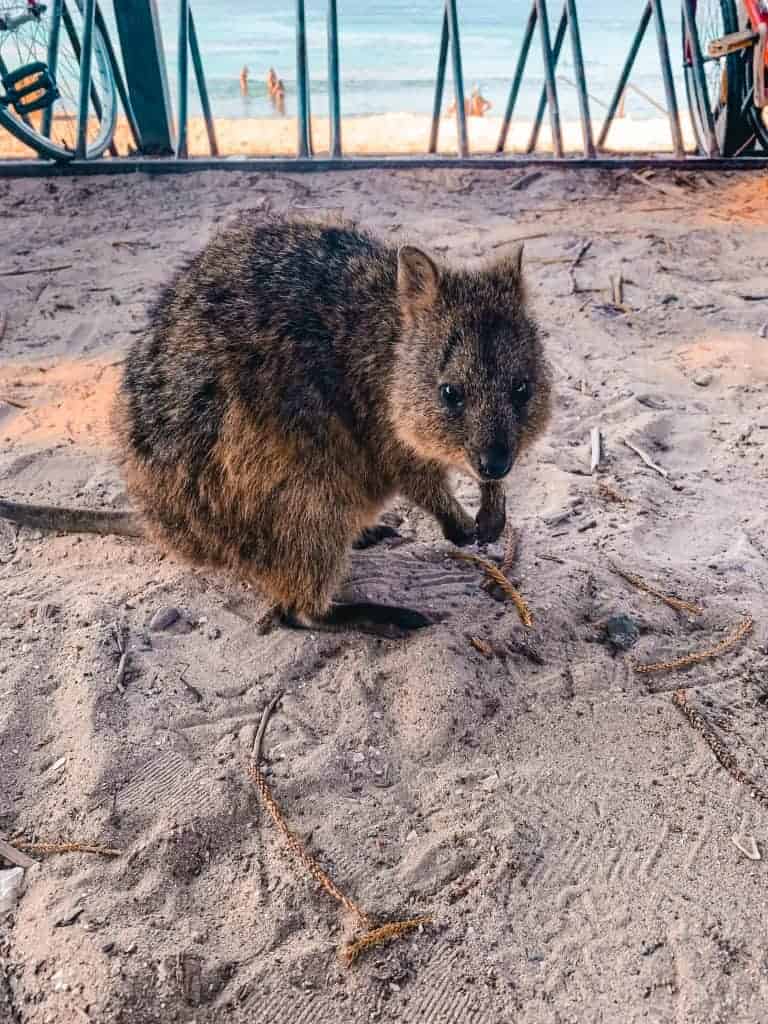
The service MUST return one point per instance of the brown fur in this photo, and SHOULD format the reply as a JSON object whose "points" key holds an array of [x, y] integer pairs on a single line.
{"points": [[295, 382]]}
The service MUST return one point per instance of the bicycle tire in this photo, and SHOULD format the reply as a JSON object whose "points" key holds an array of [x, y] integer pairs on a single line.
{"points": [[725, 81], [102, 103]]}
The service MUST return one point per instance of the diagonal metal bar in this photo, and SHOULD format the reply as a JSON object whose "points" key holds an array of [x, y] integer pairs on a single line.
{"points": [[200, 78], [456, 55], [584, 103], [626, 72], [517, 79], [538, 120], [549, 76], [439, 84]]}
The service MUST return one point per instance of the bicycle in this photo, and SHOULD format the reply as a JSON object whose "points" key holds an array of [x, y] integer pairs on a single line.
{"points": [[732, 37], [40, 50]]}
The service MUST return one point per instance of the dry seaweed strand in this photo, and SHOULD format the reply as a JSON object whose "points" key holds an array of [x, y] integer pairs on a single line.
{"points": [[673, 602], [380, 935], [375, 935], [696, 656], [610, 494], [103, 851], [724, 757], [495, 573], [482, 646]]}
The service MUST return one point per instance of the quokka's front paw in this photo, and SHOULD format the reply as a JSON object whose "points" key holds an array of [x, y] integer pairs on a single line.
{"points": [[489, 524], [460, 534]]}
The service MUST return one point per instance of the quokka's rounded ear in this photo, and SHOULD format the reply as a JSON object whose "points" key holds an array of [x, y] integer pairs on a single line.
{"points": [[418, 276]]}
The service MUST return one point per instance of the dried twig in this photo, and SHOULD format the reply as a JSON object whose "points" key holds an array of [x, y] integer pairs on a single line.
{"points": [[482, 646], [610, 493], [616, 290], [103, 851], [495, 573], [646, 459], [596, 445], [510, 550], [580, 255], [726, 759], [35, 269], [695, 657], [573, 266], [378, 936], [375, 935], [259, 738], [14, 856], [122, 669], [674, 602], [10, 401]]}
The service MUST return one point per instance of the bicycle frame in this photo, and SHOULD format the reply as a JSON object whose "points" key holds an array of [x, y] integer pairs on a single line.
{"points": [[34, 11], [756, 12]]}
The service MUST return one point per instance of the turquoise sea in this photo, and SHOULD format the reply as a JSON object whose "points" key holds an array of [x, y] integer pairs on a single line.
{"points": [[388, 53]]}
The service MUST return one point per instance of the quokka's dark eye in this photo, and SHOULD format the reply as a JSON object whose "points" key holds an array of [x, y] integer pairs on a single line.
{"points": [[522, 392], [452, 396]]}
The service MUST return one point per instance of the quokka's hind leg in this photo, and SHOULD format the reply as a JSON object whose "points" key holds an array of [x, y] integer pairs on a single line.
{"points": [[365, 616], [304, 566], [372, 536]]}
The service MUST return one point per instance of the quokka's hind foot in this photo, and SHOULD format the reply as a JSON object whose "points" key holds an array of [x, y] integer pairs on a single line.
{"points": [[364, 616], [374, 535]]}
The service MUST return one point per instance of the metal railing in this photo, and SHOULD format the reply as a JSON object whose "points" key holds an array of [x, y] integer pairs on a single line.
{"points": [[141, 84]]}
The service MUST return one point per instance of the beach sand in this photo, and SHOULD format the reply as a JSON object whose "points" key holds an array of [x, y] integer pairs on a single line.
{"points": [[393, 134], [568, 830]]}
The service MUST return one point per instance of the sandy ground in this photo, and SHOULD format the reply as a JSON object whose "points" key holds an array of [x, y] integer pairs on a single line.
{"points": [[391, 134], [569, 832]]}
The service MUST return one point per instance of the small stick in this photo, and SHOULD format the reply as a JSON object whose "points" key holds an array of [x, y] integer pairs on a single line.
{"points": [[35, 269], [597, 449], [381, 935], [520, 238], [581, 254], [696, 657], [259, 738], [103, 851], [123, 664], [495, 573], [606, 491], [574, 290], [14, 856], [482, 646], [726, 759], [375, 935], [646, 459], [510, 551], [122, 669], [674, 602]]}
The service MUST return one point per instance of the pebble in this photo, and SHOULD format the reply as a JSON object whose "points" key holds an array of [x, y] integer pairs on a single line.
{"points": [[622, 632], [164, 617], [10, 888]]}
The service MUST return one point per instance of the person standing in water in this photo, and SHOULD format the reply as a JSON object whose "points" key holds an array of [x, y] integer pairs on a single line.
{"points": [[477, 102], [475, 107]]}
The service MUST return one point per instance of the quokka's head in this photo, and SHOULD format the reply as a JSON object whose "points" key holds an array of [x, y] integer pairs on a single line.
{"points": [[471, 386]]}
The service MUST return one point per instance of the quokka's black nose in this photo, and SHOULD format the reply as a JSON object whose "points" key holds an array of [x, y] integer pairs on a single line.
{"points": [[496, 462]]}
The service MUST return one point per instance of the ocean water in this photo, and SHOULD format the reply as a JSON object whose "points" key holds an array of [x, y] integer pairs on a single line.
{"points": [[389, 48]]}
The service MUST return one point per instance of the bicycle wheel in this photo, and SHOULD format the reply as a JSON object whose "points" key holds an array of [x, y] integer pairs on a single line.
{"points": [[40, 46], [758, 116], [725, 80]]}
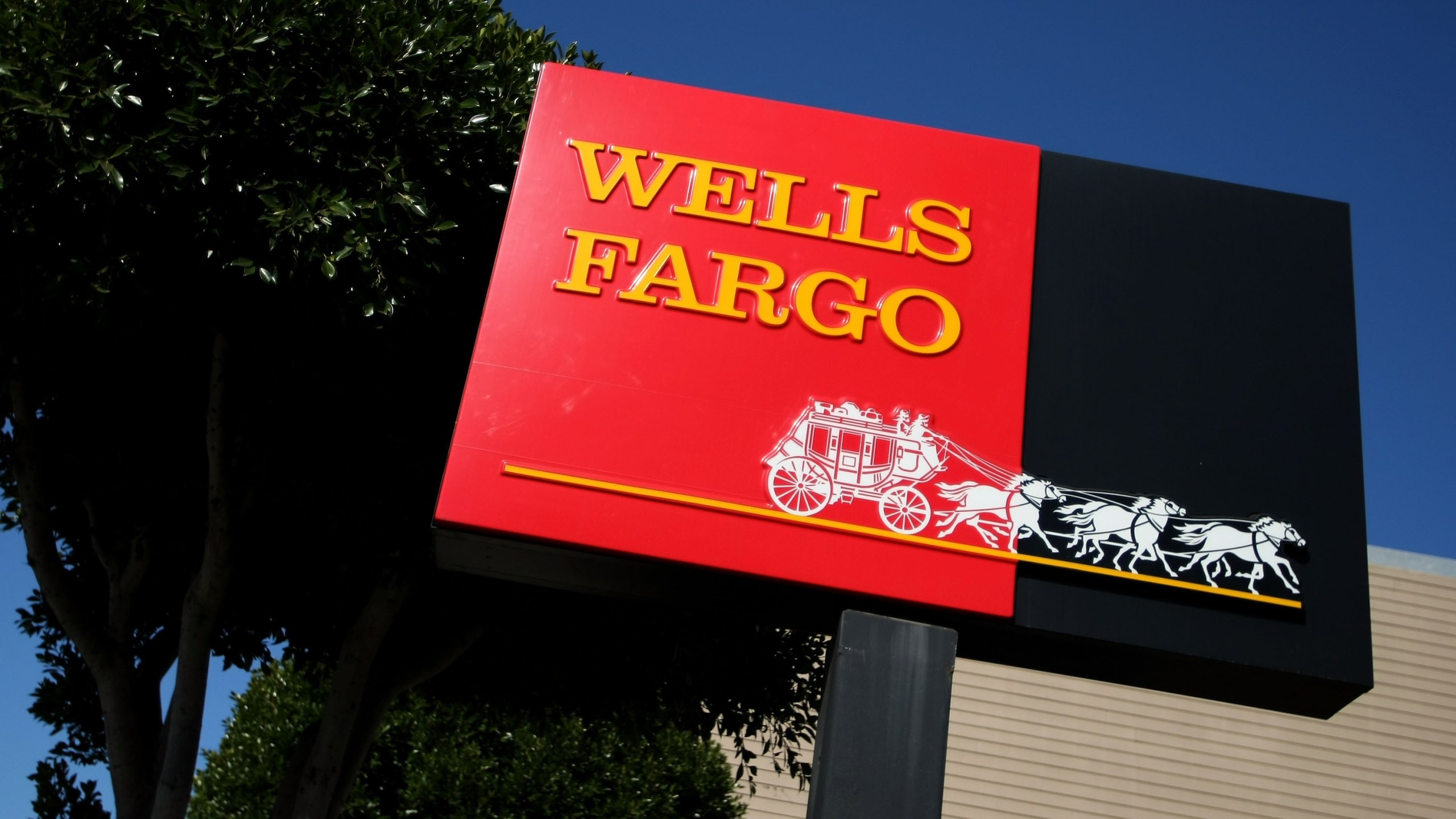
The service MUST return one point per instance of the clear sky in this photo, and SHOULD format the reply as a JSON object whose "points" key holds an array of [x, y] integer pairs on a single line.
{"points": [[1346, 101]]}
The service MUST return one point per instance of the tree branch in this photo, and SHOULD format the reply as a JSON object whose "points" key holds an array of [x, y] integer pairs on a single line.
{"points": [[130, 722], [57, 586], [123, 579], [349, 694], [201, 610], [405, 662]]}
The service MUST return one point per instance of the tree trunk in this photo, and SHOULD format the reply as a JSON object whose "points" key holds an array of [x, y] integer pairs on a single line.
{"points": [[200, 611], [404, 651], [347, 694], [131, 717], [150, 761]]}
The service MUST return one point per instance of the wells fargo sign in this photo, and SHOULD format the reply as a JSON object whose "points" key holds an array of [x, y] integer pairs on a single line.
{"points": [[672, 296], [931, 367]]}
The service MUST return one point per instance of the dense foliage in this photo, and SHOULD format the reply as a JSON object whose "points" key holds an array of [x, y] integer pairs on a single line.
{"points": [[246, 247], [468, 758]]}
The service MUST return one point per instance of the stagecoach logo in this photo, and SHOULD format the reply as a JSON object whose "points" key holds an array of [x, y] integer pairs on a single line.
{"points": [[841, 454]]}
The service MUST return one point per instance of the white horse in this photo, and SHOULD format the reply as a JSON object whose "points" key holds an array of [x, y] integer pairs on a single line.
{"points": [[1138, 525], [1018, 509], [1149, 521], [1094, 522], [1259, 545]]}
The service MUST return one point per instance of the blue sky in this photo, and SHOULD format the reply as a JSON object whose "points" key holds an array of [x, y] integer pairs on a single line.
{"points": [[1346, 101]]}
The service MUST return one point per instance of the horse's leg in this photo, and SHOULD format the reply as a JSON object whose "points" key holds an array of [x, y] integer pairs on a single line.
{"points": [[1206, 561], [1256, 576], [981, 527], [954, 518], [1132, 564], [1160, 554], [1036, 530], [1277, 561], [1078, 540]]}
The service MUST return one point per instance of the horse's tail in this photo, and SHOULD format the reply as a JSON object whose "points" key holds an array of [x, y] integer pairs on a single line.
{"points": [[1196, 534], [957, 491]]}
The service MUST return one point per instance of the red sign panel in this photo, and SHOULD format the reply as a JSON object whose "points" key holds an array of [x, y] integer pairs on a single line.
{"points": [[758, 337]]}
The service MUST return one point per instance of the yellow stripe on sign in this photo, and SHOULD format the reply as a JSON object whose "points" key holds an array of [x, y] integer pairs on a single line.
{"points": [[872, 532]]}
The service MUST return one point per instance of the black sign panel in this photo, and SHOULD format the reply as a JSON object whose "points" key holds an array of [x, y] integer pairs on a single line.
{"points": [[1192, 341], [1196, 340]]}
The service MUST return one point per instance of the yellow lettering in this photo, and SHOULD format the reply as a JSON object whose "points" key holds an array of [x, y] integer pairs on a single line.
{"points": [[584, 260], [890, 321], [640, 193], [854, 226], [854, 325], [961, 241], [778, 218], [730, 284], [680, 280], [704, 185]]}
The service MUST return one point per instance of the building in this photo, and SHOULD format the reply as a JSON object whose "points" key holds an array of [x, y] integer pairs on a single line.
{"points": [[1036, 745]]}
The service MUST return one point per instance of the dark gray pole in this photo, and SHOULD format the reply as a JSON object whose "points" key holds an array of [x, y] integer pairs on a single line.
{"points": [[883, 727]]}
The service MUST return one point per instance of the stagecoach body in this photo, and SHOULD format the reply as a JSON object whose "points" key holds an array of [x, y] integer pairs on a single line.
{"points": [[842, 454]]}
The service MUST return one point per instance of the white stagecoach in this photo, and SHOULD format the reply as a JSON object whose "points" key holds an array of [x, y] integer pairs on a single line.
{"points": [[841, 454]]}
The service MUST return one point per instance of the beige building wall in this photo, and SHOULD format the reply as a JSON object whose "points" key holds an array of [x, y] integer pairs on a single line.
{"points": [[1033, 744]]}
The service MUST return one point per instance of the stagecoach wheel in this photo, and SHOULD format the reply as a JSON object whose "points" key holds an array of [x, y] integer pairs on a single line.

____

### Job
Which lines run from the one containing "the white stagecoach" to the end of the entries above? Quote exactly those, and only those.

### Full response
The service MUST return one point per instance of the white stagecoach in this photo, and SHOULD format the reply as a JSON object whose "points" key holds an array of [x, y] integer pairs on a single line.
{"points": [[841, 454]]}
The service MUST return one point per instance of the beige building wall in this photo, and SHOULD format the reply as a JSON object whose "points" key holds an array of [x, y] integer pairs on a single line.
{"points": [[1033, 744]]}
The service MUST return one point per instance of the stagecoach wheel in this photo, and SHOULD format the reply as a JSON object whose "points" key holds an array of [x, y] integer pairs on a single line.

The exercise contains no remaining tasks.